# TEXT SEGMENT
>>>

Based on the information you provided, and assuming that I did the math correctly, this is what I got for your dough recipe, using the expanded dough calculating tool at http://www.pizzamaking.com/expanded_calculator.html
|All-purpose Flour (100%):|
Dry Non-Fat Milk (0.28749%):
Egg Whites (6.6%):
|500 g | 17.64 oz | 1.1 lbs|
315 g | 11.11 oz | 0.69 lbs
7 g | 0.25 oz | 0.02 lbs | 2.32 tsp | 0.77 tbsp
15 g | 0.53 oz | 0.03 lbs | 2.69 tsp | 0.9 tbsp
10 g | 0.35 oz | 0.02 lbs | 2.51 tsp | 0.84 tbsp
1.44 g | 0.05 oz | 0 lbs | 1 tsp | 0.33 tbsp
33 g | 1.16 oz | 0.07 lbs | 6.52 tsp | 2.17 tbsp
881.44 g | 31.09 oz | 1.94 lbs | TF = N/A
440.72 g | 15.55 oz | 0.97 lbs
In preparing the above table, I used the U.S. Carnation supermarket brand of nonfat dry milk as a proxy for your Molico product. For the egg whites, I assumed that the egg was a large egg.
In terms of my observations, my initial reaction is that I don't understand why you used the nonfat dry milk and the egg whites. At only 0.29% (of the weight of flour), the nonfat dry milk would appear to be far too little to make a difference. You would have to use a few percent or more to get the benefit of the nonfat dry milk (some calcium and protein, and lactose milk sugar to contribute to crust coloration). As for the egg whites, as noted at Reply 4 at http://www.pizzamaking.com/forum/index.php/topic,608.msg5616.html#msg5616
, egg whites are used to create a crispy crust, which may or may not be what you are after. But, even then you would normally use less than 6.6%. I may be wrong, but I suspect that you were not after increased crispiness in the finished crust, as you might be if you were making a cracker-style crust, but rather that you were after a soft, open and airy crust.
The IDY, at 1.4%, is very high and at a level usually used to make a "short-time" or "emergency" dough, which is a dough that is made and used within about 2-3 hours. I am puzzled how the dough with that amount of yeast lasted 20 hours at room temperature (24 degrees C, or 75.2 degrees F) without overfermenting. The amount of yeast you used would consume all of the sugar released from the flour by enzyme (amylase) performance plus the 2% sugar you added. There would be little residual sugar to contribute to crust coloration but for a small amount of sugar (lactose) from the minuscule amount of nonfat dry milk. Based on what you have reported, I would expect that your dough would have been very wet and slack after 20 hours at 24 degrees C with 1.5% IDY, and very difficult to work with. You would need to re-knead the dough just to be able to work with it. But, re-kneading the dough causes the gluten matrix to become reoriented and results in a dough that is exessively elastic and very difficult, if not impossible, to open up without the dough springing back or tears forming in the skin. You would have to let the dough relax for a few to several hours to allow the gluten to relax again. Even then, the dough would be unlikely to have enough residual sugar to contribute to crust coloration. If I had to guess, I would say that the lack of sufficient residual sugar was responsible for the very light finished crust. It also did not help that you used all-purpose flour, which has a relatively low level of protein and, hence, contributes little to coloration of the finished crust. When such is the case, even a long bake time (10 minutes at 280 degreesC/536 degrees F in your case) will not make up for the loss of coloration due to low residual sugar levels.

<<<

# AVAILABLE DATA

>>>

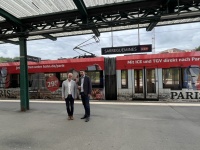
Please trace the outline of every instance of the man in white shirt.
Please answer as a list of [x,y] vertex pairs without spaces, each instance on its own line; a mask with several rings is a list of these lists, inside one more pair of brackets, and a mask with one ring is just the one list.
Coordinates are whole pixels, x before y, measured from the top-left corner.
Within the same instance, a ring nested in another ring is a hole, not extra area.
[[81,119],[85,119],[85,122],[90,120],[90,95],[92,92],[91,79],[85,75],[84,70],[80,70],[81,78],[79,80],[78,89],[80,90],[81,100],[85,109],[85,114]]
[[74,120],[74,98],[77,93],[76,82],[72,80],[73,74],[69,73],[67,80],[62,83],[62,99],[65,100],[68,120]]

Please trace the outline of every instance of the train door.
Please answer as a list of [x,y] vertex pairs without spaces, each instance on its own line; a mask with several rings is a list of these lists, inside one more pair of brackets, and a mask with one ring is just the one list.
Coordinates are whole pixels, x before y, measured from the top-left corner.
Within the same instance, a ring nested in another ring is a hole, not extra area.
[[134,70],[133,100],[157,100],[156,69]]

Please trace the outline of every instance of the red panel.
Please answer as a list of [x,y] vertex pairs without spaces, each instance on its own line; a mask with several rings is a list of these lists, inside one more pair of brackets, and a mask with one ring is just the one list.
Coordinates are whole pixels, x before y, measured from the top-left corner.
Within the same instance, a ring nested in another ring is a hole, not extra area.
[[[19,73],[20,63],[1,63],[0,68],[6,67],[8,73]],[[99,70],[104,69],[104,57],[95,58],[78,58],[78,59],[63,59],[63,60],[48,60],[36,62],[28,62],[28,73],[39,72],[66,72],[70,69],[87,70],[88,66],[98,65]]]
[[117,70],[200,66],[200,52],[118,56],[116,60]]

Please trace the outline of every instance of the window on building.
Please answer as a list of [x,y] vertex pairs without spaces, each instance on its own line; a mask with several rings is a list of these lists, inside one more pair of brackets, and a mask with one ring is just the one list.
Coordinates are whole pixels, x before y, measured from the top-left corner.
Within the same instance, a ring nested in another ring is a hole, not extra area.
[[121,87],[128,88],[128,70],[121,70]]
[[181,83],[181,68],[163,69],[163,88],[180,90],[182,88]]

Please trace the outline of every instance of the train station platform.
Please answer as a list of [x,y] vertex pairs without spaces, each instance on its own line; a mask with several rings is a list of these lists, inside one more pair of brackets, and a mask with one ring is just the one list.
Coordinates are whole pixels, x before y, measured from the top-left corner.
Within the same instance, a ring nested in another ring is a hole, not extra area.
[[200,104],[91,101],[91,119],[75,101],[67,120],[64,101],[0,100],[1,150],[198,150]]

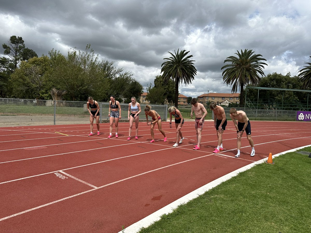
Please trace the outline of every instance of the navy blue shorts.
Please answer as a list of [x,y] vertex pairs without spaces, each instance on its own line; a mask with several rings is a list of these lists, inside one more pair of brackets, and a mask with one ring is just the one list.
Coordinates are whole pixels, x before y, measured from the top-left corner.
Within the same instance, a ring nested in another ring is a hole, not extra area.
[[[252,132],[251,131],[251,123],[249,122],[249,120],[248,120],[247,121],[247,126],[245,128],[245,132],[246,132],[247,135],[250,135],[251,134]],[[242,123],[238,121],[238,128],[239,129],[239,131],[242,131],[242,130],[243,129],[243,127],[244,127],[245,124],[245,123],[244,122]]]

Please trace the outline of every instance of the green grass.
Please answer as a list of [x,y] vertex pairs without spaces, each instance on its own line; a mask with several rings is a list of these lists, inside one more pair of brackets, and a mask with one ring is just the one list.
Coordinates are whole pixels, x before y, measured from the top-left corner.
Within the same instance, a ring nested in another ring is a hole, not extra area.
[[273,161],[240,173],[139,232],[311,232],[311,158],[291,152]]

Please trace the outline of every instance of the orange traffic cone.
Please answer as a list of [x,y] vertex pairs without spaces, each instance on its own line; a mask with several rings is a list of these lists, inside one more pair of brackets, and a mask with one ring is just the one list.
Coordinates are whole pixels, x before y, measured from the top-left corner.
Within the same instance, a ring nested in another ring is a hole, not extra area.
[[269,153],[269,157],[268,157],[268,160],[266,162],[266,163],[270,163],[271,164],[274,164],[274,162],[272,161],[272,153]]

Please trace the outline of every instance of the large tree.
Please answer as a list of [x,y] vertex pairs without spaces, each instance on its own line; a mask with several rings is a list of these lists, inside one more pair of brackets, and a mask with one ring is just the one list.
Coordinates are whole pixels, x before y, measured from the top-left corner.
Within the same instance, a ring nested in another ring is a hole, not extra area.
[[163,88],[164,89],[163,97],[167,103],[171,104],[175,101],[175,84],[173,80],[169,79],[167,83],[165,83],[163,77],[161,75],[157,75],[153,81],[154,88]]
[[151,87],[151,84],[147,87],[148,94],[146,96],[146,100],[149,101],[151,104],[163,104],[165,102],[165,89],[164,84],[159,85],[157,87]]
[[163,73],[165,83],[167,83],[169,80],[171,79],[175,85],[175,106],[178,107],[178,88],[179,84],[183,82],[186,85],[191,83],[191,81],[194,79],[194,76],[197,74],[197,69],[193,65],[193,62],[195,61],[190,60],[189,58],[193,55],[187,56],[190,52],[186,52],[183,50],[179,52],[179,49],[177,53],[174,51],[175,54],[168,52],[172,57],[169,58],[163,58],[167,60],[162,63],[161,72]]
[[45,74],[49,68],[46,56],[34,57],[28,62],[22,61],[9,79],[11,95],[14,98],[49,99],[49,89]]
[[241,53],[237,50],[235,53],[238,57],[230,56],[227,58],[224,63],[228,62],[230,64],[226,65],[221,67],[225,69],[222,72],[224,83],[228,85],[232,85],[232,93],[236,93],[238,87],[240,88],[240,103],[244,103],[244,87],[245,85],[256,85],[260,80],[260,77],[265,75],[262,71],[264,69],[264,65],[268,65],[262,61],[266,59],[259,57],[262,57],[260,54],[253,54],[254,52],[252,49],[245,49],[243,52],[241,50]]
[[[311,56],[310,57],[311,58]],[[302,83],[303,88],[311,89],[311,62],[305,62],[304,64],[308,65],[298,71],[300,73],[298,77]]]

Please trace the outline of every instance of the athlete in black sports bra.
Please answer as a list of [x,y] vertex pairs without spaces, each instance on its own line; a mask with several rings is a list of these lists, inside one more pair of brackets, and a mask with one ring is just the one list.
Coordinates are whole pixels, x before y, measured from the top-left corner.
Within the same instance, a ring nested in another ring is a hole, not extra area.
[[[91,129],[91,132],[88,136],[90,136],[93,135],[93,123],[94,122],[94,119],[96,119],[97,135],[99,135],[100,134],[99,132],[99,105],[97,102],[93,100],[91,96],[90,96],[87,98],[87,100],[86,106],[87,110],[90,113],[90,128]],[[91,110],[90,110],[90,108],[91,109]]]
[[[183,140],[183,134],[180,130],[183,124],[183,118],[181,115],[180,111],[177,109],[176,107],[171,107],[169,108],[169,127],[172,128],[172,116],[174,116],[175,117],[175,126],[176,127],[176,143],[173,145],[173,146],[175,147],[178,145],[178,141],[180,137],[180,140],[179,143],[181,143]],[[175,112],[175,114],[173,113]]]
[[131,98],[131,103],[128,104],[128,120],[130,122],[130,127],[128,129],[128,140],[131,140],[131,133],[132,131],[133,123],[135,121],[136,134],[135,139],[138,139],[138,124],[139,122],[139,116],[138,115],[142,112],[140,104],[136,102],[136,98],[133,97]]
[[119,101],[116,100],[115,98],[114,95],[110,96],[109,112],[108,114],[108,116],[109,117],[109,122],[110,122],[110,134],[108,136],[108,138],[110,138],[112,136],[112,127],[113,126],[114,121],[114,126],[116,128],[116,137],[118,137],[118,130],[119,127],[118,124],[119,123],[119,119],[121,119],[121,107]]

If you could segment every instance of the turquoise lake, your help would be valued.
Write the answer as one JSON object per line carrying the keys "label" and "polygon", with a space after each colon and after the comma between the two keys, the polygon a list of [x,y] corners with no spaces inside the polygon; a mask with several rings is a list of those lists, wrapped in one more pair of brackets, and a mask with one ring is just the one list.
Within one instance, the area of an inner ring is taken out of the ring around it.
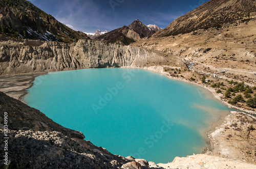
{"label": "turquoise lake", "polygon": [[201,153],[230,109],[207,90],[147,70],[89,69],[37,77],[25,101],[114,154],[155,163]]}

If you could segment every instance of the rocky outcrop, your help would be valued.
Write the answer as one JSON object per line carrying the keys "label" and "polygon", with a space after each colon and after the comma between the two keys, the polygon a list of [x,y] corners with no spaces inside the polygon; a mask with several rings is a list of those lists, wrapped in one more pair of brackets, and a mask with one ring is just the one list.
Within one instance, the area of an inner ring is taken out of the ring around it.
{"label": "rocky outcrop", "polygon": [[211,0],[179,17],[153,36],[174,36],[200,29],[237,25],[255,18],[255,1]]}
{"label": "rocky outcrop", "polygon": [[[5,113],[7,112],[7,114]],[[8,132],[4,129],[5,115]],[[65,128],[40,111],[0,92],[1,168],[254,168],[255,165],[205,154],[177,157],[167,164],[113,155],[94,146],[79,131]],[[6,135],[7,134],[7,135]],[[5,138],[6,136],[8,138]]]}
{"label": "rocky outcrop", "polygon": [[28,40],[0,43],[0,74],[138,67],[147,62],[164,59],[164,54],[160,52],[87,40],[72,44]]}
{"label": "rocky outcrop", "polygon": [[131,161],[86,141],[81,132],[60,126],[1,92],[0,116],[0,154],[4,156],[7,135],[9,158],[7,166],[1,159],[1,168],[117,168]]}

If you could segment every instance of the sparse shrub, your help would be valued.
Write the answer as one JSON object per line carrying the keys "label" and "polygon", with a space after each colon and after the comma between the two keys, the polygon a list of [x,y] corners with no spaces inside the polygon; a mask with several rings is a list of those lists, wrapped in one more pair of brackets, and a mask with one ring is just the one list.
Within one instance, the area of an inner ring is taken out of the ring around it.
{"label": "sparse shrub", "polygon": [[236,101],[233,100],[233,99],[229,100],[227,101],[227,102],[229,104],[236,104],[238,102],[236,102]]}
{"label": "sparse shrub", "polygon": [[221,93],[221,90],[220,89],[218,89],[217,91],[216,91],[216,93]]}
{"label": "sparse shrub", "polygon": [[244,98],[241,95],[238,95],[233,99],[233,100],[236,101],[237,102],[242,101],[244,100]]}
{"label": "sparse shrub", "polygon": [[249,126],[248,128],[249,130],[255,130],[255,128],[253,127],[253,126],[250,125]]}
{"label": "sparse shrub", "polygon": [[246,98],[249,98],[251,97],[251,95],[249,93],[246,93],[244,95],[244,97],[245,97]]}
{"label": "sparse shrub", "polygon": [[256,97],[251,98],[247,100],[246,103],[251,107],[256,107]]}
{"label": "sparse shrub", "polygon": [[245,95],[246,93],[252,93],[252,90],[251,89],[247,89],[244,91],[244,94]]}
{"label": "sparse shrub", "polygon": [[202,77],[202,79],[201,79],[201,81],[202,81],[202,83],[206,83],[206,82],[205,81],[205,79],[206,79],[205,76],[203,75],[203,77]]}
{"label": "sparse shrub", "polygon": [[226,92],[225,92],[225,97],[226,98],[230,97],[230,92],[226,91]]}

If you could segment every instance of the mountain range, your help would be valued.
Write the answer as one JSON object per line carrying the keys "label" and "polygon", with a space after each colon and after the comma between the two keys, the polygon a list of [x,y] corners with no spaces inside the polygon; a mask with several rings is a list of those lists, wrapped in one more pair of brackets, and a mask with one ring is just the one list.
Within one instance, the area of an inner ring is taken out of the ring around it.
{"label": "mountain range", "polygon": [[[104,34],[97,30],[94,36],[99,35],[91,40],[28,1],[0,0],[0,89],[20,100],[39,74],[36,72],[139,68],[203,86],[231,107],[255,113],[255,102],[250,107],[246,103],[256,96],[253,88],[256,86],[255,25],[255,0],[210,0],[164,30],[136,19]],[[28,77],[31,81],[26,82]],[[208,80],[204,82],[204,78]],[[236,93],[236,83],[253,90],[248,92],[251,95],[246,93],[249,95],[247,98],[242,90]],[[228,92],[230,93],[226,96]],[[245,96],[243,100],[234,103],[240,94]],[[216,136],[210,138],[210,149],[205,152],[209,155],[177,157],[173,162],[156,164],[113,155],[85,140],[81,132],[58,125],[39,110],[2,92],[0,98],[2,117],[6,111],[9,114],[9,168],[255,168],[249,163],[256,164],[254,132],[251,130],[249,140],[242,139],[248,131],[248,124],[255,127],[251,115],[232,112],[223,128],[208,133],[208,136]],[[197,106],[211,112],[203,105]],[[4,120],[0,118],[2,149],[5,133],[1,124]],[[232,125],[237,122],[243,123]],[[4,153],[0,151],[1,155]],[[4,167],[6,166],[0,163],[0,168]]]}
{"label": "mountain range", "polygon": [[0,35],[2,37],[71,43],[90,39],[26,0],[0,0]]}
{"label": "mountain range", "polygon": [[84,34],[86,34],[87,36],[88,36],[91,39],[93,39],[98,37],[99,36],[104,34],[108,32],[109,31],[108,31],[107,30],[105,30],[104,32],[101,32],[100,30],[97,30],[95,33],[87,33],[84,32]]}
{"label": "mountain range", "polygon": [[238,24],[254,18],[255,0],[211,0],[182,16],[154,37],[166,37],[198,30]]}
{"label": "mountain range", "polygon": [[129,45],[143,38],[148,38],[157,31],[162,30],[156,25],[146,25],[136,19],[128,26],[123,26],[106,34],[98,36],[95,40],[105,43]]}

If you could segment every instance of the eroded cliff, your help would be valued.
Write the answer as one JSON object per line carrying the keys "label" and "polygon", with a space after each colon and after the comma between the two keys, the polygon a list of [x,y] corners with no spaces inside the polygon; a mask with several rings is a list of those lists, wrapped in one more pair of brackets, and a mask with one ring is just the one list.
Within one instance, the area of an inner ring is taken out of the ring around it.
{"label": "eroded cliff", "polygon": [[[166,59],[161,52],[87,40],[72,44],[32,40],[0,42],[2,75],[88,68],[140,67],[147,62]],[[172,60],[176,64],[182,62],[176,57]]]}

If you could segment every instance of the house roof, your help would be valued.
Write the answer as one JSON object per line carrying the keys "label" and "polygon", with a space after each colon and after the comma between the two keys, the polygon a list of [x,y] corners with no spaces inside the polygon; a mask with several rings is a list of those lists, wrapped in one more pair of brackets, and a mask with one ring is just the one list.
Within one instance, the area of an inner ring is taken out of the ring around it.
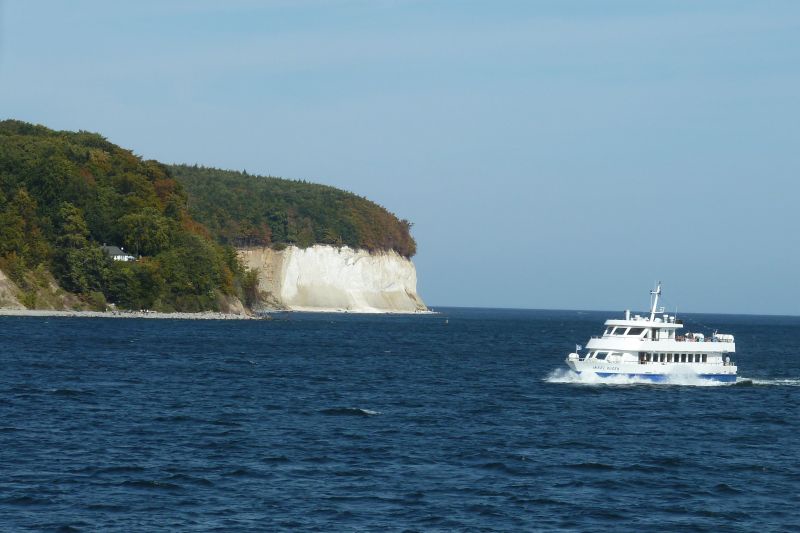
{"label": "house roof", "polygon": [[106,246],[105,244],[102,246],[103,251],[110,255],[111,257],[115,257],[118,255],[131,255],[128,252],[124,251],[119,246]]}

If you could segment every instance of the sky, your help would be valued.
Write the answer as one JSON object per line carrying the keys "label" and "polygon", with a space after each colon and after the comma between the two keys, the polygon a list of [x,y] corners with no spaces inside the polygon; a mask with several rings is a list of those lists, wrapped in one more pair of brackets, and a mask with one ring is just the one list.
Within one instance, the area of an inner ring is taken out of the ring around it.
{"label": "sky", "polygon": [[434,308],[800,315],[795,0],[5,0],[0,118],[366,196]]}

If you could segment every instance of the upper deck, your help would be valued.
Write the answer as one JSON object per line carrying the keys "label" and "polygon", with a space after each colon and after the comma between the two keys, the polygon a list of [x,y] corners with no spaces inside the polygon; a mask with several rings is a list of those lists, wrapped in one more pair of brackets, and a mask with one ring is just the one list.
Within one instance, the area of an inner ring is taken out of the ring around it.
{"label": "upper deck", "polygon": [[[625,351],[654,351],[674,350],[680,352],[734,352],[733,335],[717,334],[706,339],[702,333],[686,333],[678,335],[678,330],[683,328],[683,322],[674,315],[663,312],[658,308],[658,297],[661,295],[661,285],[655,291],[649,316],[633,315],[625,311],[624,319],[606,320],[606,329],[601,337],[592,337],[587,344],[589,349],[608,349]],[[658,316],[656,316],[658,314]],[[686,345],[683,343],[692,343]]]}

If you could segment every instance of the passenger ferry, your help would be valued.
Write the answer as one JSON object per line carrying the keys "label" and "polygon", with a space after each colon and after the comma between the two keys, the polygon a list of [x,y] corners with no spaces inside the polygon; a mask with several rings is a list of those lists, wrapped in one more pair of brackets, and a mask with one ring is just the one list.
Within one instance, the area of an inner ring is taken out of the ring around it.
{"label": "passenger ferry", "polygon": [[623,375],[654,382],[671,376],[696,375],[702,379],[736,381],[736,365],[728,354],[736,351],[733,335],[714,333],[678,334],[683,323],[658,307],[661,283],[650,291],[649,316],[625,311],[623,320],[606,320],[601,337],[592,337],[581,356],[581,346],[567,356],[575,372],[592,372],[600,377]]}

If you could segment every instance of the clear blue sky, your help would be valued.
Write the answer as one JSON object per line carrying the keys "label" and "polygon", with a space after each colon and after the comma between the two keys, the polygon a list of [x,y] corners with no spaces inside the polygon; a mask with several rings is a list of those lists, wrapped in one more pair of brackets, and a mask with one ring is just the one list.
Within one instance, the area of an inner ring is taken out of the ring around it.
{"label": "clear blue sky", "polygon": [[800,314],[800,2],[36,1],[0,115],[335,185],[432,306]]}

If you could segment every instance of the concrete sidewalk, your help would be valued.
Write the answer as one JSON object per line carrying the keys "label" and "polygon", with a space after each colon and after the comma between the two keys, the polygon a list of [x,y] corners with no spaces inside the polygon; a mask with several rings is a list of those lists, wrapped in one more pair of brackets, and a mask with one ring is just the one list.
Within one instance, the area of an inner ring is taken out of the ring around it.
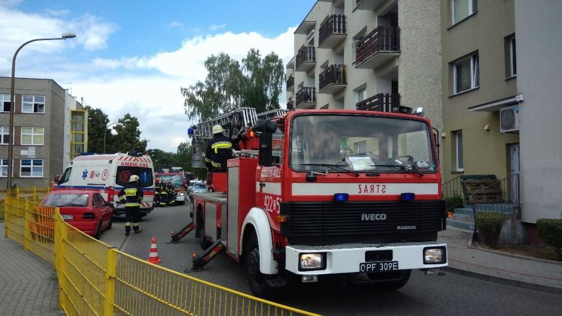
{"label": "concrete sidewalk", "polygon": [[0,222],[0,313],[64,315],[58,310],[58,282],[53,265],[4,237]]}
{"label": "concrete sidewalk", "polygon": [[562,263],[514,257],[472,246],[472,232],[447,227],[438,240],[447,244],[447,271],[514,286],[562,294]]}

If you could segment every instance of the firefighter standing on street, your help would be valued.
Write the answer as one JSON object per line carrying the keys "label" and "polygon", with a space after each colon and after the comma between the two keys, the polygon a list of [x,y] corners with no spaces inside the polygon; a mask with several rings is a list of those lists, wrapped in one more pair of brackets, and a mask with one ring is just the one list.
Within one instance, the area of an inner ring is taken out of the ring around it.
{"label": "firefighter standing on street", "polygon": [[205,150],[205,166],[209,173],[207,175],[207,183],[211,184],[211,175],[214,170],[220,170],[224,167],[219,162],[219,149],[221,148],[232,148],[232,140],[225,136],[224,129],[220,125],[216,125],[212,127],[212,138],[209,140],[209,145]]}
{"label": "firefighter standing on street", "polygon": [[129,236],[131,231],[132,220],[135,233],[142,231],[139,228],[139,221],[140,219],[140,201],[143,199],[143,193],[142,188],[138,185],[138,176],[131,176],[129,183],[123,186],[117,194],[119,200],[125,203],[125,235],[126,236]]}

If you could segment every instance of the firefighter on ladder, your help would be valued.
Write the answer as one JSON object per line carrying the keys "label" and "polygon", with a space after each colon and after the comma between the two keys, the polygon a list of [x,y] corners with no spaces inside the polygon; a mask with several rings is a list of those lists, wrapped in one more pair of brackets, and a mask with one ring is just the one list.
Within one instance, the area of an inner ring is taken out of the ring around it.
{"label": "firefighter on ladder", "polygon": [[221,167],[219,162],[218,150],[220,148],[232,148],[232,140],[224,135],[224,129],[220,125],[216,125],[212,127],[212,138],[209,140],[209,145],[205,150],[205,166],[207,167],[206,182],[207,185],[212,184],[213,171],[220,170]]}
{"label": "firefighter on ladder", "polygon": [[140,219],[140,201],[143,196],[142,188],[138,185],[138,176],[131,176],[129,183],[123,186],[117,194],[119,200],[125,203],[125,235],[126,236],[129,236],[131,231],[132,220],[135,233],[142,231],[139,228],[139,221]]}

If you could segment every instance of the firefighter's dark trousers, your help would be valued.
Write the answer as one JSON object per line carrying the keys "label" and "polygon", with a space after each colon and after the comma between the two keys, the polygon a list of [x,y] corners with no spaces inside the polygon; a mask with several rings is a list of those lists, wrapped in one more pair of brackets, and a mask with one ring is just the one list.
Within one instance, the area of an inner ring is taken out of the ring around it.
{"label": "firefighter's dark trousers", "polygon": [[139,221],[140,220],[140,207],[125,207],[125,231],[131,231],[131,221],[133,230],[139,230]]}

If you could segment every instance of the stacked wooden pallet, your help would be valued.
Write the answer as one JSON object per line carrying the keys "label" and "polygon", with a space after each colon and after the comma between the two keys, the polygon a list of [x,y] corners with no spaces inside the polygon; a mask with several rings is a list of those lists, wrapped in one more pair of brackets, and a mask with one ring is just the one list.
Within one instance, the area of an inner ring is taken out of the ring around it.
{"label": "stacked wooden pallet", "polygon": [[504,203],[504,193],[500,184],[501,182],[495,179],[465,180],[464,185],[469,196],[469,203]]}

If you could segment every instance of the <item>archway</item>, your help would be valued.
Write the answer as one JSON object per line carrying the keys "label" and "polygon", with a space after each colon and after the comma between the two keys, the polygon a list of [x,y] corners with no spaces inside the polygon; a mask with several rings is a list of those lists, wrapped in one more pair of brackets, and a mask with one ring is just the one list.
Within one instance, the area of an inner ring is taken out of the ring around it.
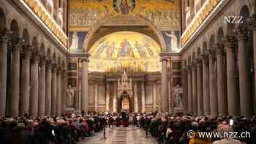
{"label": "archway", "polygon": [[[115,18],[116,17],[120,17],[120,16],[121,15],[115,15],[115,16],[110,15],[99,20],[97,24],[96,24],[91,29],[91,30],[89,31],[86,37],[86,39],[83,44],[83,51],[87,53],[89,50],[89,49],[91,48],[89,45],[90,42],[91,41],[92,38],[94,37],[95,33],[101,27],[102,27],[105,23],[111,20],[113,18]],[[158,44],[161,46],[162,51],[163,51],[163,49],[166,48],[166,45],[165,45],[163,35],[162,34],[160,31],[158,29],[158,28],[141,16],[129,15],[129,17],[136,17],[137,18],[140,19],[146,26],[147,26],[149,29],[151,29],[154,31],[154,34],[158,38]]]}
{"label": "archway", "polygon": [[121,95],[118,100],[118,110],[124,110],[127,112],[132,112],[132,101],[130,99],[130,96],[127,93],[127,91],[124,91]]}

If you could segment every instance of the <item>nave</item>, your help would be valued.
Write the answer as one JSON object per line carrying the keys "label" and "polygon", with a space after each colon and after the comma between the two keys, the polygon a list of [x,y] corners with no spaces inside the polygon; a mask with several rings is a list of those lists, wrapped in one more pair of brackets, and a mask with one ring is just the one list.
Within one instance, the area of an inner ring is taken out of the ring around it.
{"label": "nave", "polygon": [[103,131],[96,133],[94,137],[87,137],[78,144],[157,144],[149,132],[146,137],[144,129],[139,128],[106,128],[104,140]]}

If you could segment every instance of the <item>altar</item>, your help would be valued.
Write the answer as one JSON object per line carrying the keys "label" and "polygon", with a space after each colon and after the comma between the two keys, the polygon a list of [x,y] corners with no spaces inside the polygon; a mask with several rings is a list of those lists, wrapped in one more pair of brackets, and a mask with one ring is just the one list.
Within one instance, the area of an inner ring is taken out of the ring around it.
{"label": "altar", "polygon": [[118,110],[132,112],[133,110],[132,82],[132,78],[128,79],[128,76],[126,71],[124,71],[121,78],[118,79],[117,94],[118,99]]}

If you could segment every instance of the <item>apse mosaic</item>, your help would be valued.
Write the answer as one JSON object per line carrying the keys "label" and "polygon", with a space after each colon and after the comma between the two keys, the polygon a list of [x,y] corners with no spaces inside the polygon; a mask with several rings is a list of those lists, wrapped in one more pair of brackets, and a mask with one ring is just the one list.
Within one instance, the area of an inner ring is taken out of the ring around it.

<<<

# PROBLEM SET
a) In the dough-recipe critique, which benefits does the nonfat dry milk provide when a few percent or more is used? List each one.
b) Go on with the dough-recipe critique from the point where it stops.

# EXPECTED OUTPUTS
a)
- Some calcium
- Protein
- Lactose milk sugar, which contributes to crust coloration

b)
As for the rest of the ingredients, it strikes me that the salt level, at 3% of the flour weight, is too high. It is common to use high salt levels with long, room-temperature fermented doughs in order to slow down the rate of fermentation but 3% seems to me to be too high. The high salt levels may strengthen the gluten structure and impede the action of protease enzymes to degrade the gluten structure, which are two of the roles of salt in the dough (in addition to taste), but I think you can use lower levels and still accomplish the desired results.
As a side note, your nominal hydration of 63% is actually increased due to the fact that 87.6% of the egg whites you used is water. Adding that water to the 63% hydration raises the hydration to 68.8%. That is high for an all-purpose flour, which typically has a rated absorption (at least in the U.S.) of around 60-61%, but if you were able to handle the dough at that effective hydration, then you should have been able to get good results.
Using the dough weight for a single dough ball and the 12" pizza size you mentioned, I calculated that the thickness factor for your dough formulation is 0.1374599. That is a value consistent with a typical American style pizza in the U.S., such as a Papa John's pizza, for example.